+++ TRECHO CITADO +++

As neblinas no debate

Nos últimos anos, a discussão sobre a China e seu papel no mundo se reacendeu de forma bastante intensa, principalmente no Ocidente. A eleição do 45º presidente dos Estados Unidos da América, Donald J. Trump, e sua atuação desde 2016 de crescente retórica pautada no confronto contra a influência internacional do gigante oriental vem gerando ondas turbulentas no debate.

Parte disso é de senso comum, haja vista a crescente relevância da China no comércio internacional, contestando o papel histórico assumido pelos EUA no pós-Segunda Guerra Mundial (1939–1945), entretanto, existe uma certa confusão nesse movimento que torna a discussão nebulosa. A contradição aparente entre o autoritarismo do Partido Comunista Chinês (PCC) e sua natureza marxista com a existência de uma economia de mercado. As raízes orientais de sua sociedade e cultura nem sempre são compreendidas (caindo muitas vezes em estereótipos), ou seja, um passado histórico que soa distante de nossa consciência ocidental. Todas essas questões frente às ansiedades ainda latentes do período da Guerra Fria (1947–1991) até os dias atuais criam as mais diversas fantasias acerca da realidade do dragão vermelho.

Mas o que é de fato realidade? Como se articula esse autoritarismo de partido único autoritário com uma sociedade imersa no consumismo? Como um país governado por um partido comunista consegue manter a sua harmonia enquanto faz a manutenção de uma economia de mercado em seu âmago? Farei o esforço, portanto, de trazer considerações ao debate baseados em um estudo em curso para, com sorte, elucidar um pouco essa discussão, com vistas à complexa dimensão do assunto.

A tradição da centralidade Chinesa

Via de regra, a discussão contemporânea sobre a China começa com o sucesso da Revolução Socialista (1949)¹, contudo, quero propor uma breve retrospectiva histórica, antes de me aproximar dos acontecimentos centrais sob a chancela do PCC.

+++ AMOSTRA DOS DADOS +++

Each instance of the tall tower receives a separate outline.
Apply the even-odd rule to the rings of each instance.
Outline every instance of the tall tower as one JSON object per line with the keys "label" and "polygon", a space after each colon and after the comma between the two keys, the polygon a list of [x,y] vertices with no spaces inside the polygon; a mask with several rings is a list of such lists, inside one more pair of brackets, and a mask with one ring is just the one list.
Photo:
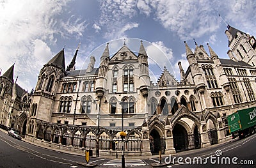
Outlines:
{"label": "tall tower", "polygon": [[[30,118],[51,122],[53,99],[61,77],[65,74],[64,49],[41,69],[34,93]],[[37,112],[37,111],[40,112]]]}
{"label": "tall tower", "polygon": [[100,64],[99,68],[99,78],[96,81],[96,94],[99,98],[104,95],[105,86],[107,83],[106,75],[108,70],[108,63],[109,61],[109,43],[107,43],[104,51],[100,57]]}
{"label": "tall tower", "polygon": [[218,74],[219,75],[220,79],[219,81],[221,84],[221,85],[224,88],[224,89],[226,90],[227,92],[229,91],[229,87],[230,87],[230,84],[228,82],[228,79],[227,77],[226,73],[224,72],[223,68],[222,67],[221,63],[220,63],[219,57],[217,56],[217,54],[215,53],[215,52],[213,51],[212,48],[210,47],[209,43],[207,43],[208,45],[209,48],[209,51],[210,52],[210,55],[214,62],[214,65],[216,66],[216,68],[218,71]]}
{"label": "tall tower", "polygon": [[140,81],[141,84],[140,90],[143,97],[147,98],[150,80],[148,73],[148,56],[142,42],[143,42],[141,41],[139,54],[138,56],[140,72]]}
{"label": "tall tower", "polygon": [[236,56],[238,61],[243,61],[255,67],[256,40],[255,38],[229,25],[227,28],[225,34],[228,37],[228,47],[231,52]]}
{"label": "tall tower", "polygon": [[198,63],[196,61],[195,54],[192,52],[187,43],[186,42],[184,42],[184,43],[187,59],[189,64],[192,77],[193,78],[196,88],[199,91],[200,93],[203,94],[204,93],[205,84],[204,82],[203,76],[199,70]]}

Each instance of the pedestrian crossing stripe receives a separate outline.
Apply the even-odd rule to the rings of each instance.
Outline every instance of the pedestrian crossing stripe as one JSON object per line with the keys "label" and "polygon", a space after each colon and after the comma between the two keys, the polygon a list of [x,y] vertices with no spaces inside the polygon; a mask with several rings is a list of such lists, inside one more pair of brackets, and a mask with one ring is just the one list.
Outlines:
{"label": "pedestrian crossing stripe", "polygon": [[[147,164],[140,159],[136,160],[125,160],[125,166],[138,166],[138,165],[146,165]],[[111,166],[121,166],[121,160],[112,160],[105,164],[103,165],[111,165]]]}

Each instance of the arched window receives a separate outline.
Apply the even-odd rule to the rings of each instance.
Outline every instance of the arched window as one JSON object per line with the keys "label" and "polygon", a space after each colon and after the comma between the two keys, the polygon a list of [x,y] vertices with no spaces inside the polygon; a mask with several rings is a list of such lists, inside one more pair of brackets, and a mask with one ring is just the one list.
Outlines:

+++

TAREFAS A FAZER:
a) Diga se cada afirmação concorda com o trecho sobre a China, respondendo sim ou não e citando as palavras do texto que decidem: (i) a atuação de Trump vem gerando ondas turbulentas no debate; (ii) a Guerra Fria é situada entre 1939 e 1945; (iii) as raízes orientais da sociedade chinesa sempre são compreendidas.
b) Segundo o trecho sobre a China, em que ano ocorreu a Revolução Socialista?
c) Estenda o trecho sobre a China, escrevendo o que viria logo após a última frase apresentada.

RESULTADOS DO EXERCÍCIO:
a)
(i) Sim: “vem gerando ondas turbulentas no debate”.
(ii) Não: “Guerra Fria (1947–1991)”.
(iii) Não: “nem sempre são compreendidas”.

b) Em 1949.

c)
1.A Revolução Socialista de 1949 foi o processo responsável pela transformação da China em uma nação comunista, após longos anos de guerra civil entre as forças comunistas, lideradas por Mao Tsé-Tung e as forças nacionalistas, lideradas por Chiang Kai-shek.

A China é uma civilização milenar, que por muito tempo assumiu uma predominância econômica no mundo. Em 1600, estimativas do PIB de Portugal, Espanha e França combinados giravam em torno de US$43,2 bilhões enquanto que a China sozinha tinha um PIB de aproximadamente US$194,8 bilhões (referência de 2011). Já em 1820, pouco tempo antes do começo da Segunda Revolução Industrial, o PIB de toda Europa Ocidental e Oriental já totalizava US$379,6 bilhões, enquanto que a China sozinha atingia US$336 bilhões². A importância econômica chinesa antes do desenrolar do século XIX não pode ser subestimada, assim como seus impactos na consciência histórica do povo chinês.

2. Os valores dos Produtos Internos Brutos (PIB) apresentados foram obtidos no Maddison Project Database, que utiliza estudos históricos para a estimativa dos respectivos PIB per capita da época, e que foram devidamente calculados por mim com base nas populações do período.

Outra perspectiva interna para tal seria o legado da centralização política, obviamente não nos moldes de um Estado Moderno, que viria tão cedo no final do século XI A.C. com a dinastia Zhou (1046–216 A.C.), ao longo do Rio Huang Ho (Rio Amarelo). Com o passar dos séculos, a ascensão e queda de várias dinastias formaria a visão da China como nação de protagonismo central no mundo; onde todos os caminhos levam até o Império Chinês, jamais o contrário.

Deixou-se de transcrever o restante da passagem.